### WHAT YOU WILL DO
Everything in the listing below should be repeated exactly.

### RECORDED DATA
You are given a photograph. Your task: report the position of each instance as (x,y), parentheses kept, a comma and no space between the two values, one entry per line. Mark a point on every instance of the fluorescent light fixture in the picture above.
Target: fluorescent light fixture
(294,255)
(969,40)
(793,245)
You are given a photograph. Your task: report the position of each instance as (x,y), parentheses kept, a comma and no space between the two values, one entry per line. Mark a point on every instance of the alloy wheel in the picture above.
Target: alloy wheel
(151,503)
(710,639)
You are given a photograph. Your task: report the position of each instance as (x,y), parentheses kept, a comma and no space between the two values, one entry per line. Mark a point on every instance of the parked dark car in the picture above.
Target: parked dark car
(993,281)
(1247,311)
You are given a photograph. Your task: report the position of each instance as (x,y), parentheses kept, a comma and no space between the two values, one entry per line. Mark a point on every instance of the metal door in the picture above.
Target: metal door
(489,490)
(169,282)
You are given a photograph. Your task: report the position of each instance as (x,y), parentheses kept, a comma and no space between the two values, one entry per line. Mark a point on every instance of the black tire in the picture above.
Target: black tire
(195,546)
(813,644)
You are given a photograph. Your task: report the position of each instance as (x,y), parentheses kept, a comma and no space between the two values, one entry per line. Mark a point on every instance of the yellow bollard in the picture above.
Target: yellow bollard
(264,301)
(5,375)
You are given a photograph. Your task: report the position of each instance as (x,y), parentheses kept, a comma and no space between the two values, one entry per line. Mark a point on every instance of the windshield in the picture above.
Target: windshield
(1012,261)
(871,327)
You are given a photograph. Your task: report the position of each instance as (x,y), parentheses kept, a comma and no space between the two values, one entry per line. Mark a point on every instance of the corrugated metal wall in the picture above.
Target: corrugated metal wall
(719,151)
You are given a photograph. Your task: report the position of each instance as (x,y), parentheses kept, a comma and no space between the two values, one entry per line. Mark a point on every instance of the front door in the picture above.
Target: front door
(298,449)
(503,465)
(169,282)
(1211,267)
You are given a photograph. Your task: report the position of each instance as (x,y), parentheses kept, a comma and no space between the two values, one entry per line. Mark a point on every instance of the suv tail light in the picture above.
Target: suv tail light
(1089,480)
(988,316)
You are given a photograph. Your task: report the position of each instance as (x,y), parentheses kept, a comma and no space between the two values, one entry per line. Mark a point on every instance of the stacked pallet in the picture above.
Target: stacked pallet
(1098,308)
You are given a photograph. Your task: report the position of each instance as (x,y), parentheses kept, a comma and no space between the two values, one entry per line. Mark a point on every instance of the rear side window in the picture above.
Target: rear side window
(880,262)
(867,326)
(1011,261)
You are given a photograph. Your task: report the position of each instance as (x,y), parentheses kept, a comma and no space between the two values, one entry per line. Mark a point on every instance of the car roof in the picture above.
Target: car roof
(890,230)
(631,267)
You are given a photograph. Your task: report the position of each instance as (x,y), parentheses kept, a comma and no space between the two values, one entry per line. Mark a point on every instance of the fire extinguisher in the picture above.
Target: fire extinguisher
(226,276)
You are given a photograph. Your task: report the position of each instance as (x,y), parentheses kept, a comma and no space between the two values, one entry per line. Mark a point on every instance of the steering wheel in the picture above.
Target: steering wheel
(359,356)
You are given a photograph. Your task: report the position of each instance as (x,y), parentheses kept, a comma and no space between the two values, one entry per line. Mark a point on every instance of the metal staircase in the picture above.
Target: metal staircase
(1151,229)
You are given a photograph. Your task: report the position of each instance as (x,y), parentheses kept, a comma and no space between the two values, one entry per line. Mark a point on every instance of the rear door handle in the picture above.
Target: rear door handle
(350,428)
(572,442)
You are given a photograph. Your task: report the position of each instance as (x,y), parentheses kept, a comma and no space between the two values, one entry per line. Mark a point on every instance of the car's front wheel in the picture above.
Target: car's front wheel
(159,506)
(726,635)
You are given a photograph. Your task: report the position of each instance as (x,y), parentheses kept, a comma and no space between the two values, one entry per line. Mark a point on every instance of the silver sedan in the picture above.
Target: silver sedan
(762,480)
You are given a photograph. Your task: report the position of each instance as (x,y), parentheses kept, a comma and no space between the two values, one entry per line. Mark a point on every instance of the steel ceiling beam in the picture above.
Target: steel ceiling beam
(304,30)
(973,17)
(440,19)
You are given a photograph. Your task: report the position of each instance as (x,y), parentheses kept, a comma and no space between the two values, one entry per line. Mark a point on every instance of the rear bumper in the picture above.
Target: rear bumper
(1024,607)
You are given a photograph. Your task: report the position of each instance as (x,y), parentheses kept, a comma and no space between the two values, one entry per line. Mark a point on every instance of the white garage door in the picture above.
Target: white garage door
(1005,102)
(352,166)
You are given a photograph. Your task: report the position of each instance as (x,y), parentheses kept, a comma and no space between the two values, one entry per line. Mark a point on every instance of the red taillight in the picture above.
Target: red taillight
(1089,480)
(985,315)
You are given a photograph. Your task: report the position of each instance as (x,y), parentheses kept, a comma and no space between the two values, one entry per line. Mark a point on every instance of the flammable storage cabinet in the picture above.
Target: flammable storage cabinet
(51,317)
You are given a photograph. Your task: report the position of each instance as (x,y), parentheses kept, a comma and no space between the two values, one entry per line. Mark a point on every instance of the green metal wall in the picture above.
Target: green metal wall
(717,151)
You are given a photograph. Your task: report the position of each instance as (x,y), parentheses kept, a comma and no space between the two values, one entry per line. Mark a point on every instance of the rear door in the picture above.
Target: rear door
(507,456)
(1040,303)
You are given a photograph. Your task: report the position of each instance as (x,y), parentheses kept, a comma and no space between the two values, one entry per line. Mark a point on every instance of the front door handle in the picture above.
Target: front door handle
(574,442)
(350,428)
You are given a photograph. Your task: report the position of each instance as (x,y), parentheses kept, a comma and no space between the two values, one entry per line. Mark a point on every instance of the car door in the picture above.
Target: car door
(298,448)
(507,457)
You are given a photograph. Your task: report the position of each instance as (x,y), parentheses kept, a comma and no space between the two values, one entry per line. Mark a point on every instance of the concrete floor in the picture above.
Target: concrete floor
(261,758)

### ANSWER TO THE PROBLEM
You are given a photograph. Your task: report the position of each instance as (x,y), parentheses kept, a comma and no space between the two values, one entry per line. Mark a point on every instance of the fluorescent light fixture in the picture above.
Target: fluorescent light fixture
(294,255)
(969,40)
(793,245)
You are given a photograph. Your task: report the position of each instance as (x,y), parentheses kept, a comma and no space between the two values, one entry per line. Mark a point on every instance of the alloy wheel in the picture above.
Target: alloy wheel
(151,503)
(710,639)
You are given a photograph. Your task: report the position of each instance as (x,y), parentheses kept, a comma and no space between the two values, one entry per line. Mark a point on every instance of the parked dark car in the picture above.
Target: parked dark car
(993,281)
(1247,311)
You are given a photograph. Your task: report the position of each instance as (x,y), parentheses kept, a comma and no space between the two values, one entry per line. Mark a point on every instance of the metal door in the picture above.
Target: metal door
(489,490)
(169,282)
You are given a photograph. Your task: report the position of each instance as (x,y), parentheses kept, a comma and no space between the two values, one entry per line. Mark a point on every instance of the black tire in the picture above.
Target: black tire
(195,546)
(813,644)
You are given a photograph. Your task: report the position of each instance as (x,y), parentheses kept, a comma and no space between the two values, one entry per line. Mark a point on every instance of the yellow bollard in the picture above.
Target: yellow bollard
(264,301)
(5,375)
You are given a photograph. Your task: report the position of each instance as (x,y), parentheses kept, a comma and no space between the two values, one entry per line. Mark a point on every instance of the windshield in the picture above.
Target: windshield
(1012,261)
(871,327)
You are given a photograph. Your task: report the position of each instance as (x,y), parentheses kept, a comma and no space between the two values, one entry per line. Mark a point on every instance of the corrugated metal wall in the picture above.
Target: corrugated metal wall
(719,151)
You are given a photograph. Your task: report the position of each instance as (x,y), parentheses kept, a comma and no space between the two values, one entry per line. Mark a point on every instance of the front door in the picture above.
Target: front door
(298,449)
(503,465)
(169,282)
(1211,267)
You are given a photograph. Your task: report the position of each instance as (x,y), parentheses kept, a comma and no space between the two values, one entry per line. Mark a point on every instance of the suv tail light in the picture above.
Target: suv tail light
(1089,480)
(988,316)
You are given a photograph. Your task: report the position of each instance as (x,y), parentheses kept, a comma and no space between the two values, one entry per line. Mark a point on every instance of the stacked pallet in the picture above.
Target: stacked pallet
(1098,308)
You are given a photograph. Your task: report the position of each instance as (x,y), parentheses kept, a comma and no space between the two values, one entry per line. Mark a point on every instance of the rear side window in the picture above.
Target: rear side window
(880,262)
(867,326)
(1011,261)
You are given a photograph. Your task: report the position of each instance as (x,y), parentheses kept, a comma and no space between the two values, one entry per line. Mark a point on every instance of the car roof in the picture above.
Target: car roof
(890,230)
(631,267)
You are given a photograph. Your task: report the position of each instance as (x,y), parentheses kept, a comma and no space between the two values, one entry per line. Mark a point on every instance of the fire extinguisher in the picture above.
Target: fire extinguisher
(226,276)
You are given a photograph. Your task: report the position of each instance as (x,y), parentheses kept, a comma and no space between the two values, one entry per line. Mark a point on every instance of the steering wheel in the picture above.
Target: steering wheel
(359,356)
You are given a photograph. Your task: report the position of each instance as (x,y), parentheses kept, a comma and no space between the two values, one entry per line. Mark a point on every instance of the metal staircase in the picture above.
Target: metal staircase
(1151,229)
You are given a photograph. Your task: report the position of each instance as (x,y), parentheses kept, a comma and no space between the two values, one entry per line. Mark a point on every instance of the rear door handle in the picture above.
Target: rear door handle
(350,428)
(572,442)
You are given a photograph. Your task: report the position of each instance as (x,y), parentheses kept, a comma and no space between the two values, one entry per line. Mark a point on every instance of the car's front wheel in the picture above.
Target: car's front wheel
(159,506)
(726,635)
You are given a photograph. Your task: report the position of each instance as (x,y), parentheses kept, a comma and no space between the two values, one entry per line. Mark a point on every instance of the silver sedan in the picture above.
Target: silver sedan
(762,480)
You are given a photograph. Your task: report the position of each instance as (x,y), parentheses kept, a comma and no space between the two values, one entry per line. Mark a point on every instance of the steel ceiling beam in the picture above.
Target: steel ceiling beam
(304,30)
(973,17)
(440,19)
You are given a photograph. Your task: report the position of each instance as (x,y), parentheses kept, a comma and no space between the two values, one entry per line. Mark a point on every instance of the rear bumper in the picture above.
Target: rear bumper
(1024,607)
You are given a photograph. Your task: report the position of each instance as (x,y), parentheses kept, a comma and no space between the two values, one entry per line. Mark a point on every instance of the white garage door in the picture above.
Target: white garage door
(1005,102)
(352,166)
You are given a photograph. Your task: report the position of each instance as (x,y), parentheses kept, a comma and no space between the two values, one entry per line. Mark a point on every instance of the red taillight in the picture above.
Target: red taillight
(1089,480)
(985,315)
You are given a photograph. Your task: report the position of each instance as (x,y), parentheses kept, a comma and no space between the two values, one entry per line. Mark a point on every instance of the flammable storage cabinet in the picture above.
Target: flammable storage cabinet
(51,317)
You are given a photograph. Your task: report the position of each instance as (x,y), parentheses kept, a comma and no space between the two values, one entry per line. Mark a point on every instance of the green metal wall in the picture above.
Target: green metal wall
(717,151)
You are given a photograph. Your task: report the position of each instance as (x,y), parentheses kept, a comma and no space between the two values, one entry per line. Mark a point on every instance of the rear door in the picture above.
Target: rear door
(507,456)
(1040,303)
You are given a photograph. Your task: report the position of each instance as (x,y), parentheses kept, a comma and no space between the two values, one entry per line. Mark a point on every instance of the front door handle in the picture above.
Target: front door handle
(574,442)
(350,428)
You are given a photograph. Your task: report the position of each instance as (x,y), parentheses kept, a comma and no space between the two values, one entry per line. Mark a point on every instance of the car door in the picture above.
Target: car door
(298,448)
(507,457)
You are given a photograph. Your task: report the position of each instance as (x,y), parentheses kept, a comma and no space between the two values, one entry per line. Mark a point on every instance of the concrete floor in the picture above.
Target: concrete floor
(261,758)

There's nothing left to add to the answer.